[SELECTED EXCERPT]
Gershon Baskin, an Israeli advocate for peace and reconciliation with Palestine, and who helped negotiate the release of Gilad Shalit, has an important op-ed in today's New York Times regarding the assasination of Ahamed Al-Jabari. Since others have claimed Baskin was misquoted with regard to certain particulars, I'll let the man speak for himself:
I believe that Israel made a grave and irresponsible strategic error by deciding to kill Mr. Jabari. No, Mr. Jabari was not a man of peace; he didn’t believe in peace with Israel and refused to have any direct contact with Israeli leaders and even nonofficials like me. . . .
Passing messages between the two sides, I was able to learn firsthand that Mr. Jabari wasn’t just interested in a long-term cease-fire; he was also the person responsible for enforcing previous cease-fire understandings brokered by the Egyptian intelligence agency. Mr. Jabari enforced those cease-fires only after confirming that Israel was prepared to stop its attacks on Gaza. On the morning that he was killed, Mr. Jabari received a draft proposal for an extended cease-fire with Israel, including mechanisms that would verify intentions and ensure compliance. This draft was agreed upon by me and Hamas’s deputy foreign minister, Mr. Hamad, when we met last week in Egypt.
http://www.nytimes.com/...
The goal was to move beyond the patterns of the past. For years, it has been the same story: Israeli intelligence discovers information about an impending terrorist attack from Gaza. The Israeli Army takes pre-emptive action with an airstrike against the suspected terror cells, which are often made up of fighters from groups like Islamic Jihad, the Popular Resistance Committees or Salafi groups not under Hamas’s control but functioning within its territory. These cells launch rockets into Israeli towns near Gaza, and they often miss their targets. The Israeli Air Force responds swiftly. The typical result is between 10 and 25 casualties in Gaza, zero casualties in Israel and huge amounts of property damage on both sides.

[INFORMATION]
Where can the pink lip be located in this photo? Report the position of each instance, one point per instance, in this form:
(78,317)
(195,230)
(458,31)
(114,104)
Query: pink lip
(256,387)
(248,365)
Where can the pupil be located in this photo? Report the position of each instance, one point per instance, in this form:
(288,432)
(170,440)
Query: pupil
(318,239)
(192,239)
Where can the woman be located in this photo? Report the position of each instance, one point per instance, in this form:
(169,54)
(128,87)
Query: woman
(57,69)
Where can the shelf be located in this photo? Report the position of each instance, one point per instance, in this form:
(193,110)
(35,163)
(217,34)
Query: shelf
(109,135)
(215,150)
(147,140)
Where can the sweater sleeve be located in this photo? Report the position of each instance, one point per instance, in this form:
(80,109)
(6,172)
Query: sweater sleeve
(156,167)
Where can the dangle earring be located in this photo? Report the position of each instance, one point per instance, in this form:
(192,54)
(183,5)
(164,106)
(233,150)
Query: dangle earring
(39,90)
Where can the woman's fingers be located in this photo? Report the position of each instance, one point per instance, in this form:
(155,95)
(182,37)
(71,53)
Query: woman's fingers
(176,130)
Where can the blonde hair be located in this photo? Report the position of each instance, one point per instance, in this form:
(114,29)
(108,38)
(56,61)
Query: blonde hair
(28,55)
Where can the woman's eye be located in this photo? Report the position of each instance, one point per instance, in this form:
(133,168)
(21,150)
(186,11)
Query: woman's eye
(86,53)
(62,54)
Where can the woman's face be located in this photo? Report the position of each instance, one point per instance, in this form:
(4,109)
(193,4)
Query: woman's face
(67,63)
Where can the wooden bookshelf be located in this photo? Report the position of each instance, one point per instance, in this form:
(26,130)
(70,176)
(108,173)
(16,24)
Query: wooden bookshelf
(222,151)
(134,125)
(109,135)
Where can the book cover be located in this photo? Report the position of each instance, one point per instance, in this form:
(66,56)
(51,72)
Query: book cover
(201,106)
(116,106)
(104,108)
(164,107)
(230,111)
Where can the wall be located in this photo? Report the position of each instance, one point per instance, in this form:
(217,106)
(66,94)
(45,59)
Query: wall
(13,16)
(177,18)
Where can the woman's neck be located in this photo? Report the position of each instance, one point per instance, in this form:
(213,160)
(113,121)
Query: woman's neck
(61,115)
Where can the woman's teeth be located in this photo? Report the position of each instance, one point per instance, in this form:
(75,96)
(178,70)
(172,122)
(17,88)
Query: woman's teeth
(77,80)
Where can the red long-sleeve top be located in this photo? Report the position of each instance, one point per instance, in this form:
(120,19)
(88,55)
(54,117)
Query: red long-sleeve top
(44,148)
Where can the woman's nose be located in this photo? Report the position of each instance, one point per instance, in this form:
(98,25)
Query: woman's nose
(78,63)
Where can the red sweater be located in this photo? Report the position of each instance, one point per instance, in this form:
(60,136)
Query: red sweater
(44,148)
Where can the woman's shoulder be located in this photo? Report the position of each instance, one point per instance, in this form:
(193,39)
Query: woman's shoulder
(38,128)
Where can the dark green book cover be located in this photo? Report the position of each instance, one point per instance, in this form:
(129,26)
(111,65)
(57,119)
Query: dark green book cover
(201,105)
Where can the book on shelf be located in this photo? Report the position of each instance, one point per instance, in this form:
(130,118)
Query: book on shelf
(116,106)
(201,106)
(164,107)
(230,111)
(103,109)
---
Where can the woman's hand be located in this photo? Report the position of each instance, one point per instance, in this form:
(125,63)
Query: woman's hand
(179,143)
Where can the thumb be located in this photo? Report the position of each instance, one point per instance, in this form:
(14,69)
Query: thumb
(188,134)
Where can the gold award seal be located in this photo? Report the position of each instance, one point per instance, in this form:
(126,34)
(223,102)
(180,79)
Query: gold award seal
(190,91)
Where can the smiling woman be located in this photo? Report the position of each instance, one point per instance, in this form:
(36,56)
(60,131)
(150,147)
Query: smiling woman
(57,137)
==
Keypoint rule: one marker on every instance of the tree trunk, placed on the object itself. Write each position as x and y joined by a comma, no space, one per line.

[EXERCISE PROMPT] Carry on the post about Gershon Baskin's op-ed on the killing of Mr. Jabari, starting right after its last paragraph.

[RESULT OF THIS EXERCISE]
Other key Hamas leaders and members of the Shura Council, its senior decision-making body, supported a new cease-fire effort because they, like Mr. Jabari, understood the futility of successive rocket attacks against Israel that left no real damage on Israel and dozens of casualties in Gaza. Mr. Jabari was not prepared to give up the strategy of “resistance,” meaning fighting Israel, but he saw the need for a new strategy and was prepared to agree to a long-term cease-fire.
. . . .
The proposal was at least worth testing. Moreover, it included the understanding that if Israel were to take out a real ticking bomb — people imminently preparing to launch a rocket — such a strike would not be considered a breach of the cease-fire and would not lead to escalation.
Instead, Mr. Jabari is dead — and with him died the possibility of a long-term cease-fire. Israel may have also compromised the ability of Egyptian intelligence officials to mediate a short-term cease-fire and placed Israel’s peace treaty with Egypt at risk.
Why the assasination, and why now? The elections to be held in January, and called for by Netanyahu, are certainly a factor. Another factor is the Palestinians' intention to ask the UN for reccognition of an independent and viable Palestinian state. And another possibility is that the current Israeli government, whose government in the 1970s aided Hamas as a counterweight to the PLO, does not really want a ceasefire with Hamas, but want to keep Hamas's military wing as the face of Palestine. Rather than the more secular, and moderate, Palestinian Authority.
Regardless of the explanation, what is clear is that the Israeli government ended any chance of a long-term cease fire between it and Hamas. The dead on both sides owe them a debt of gratitude.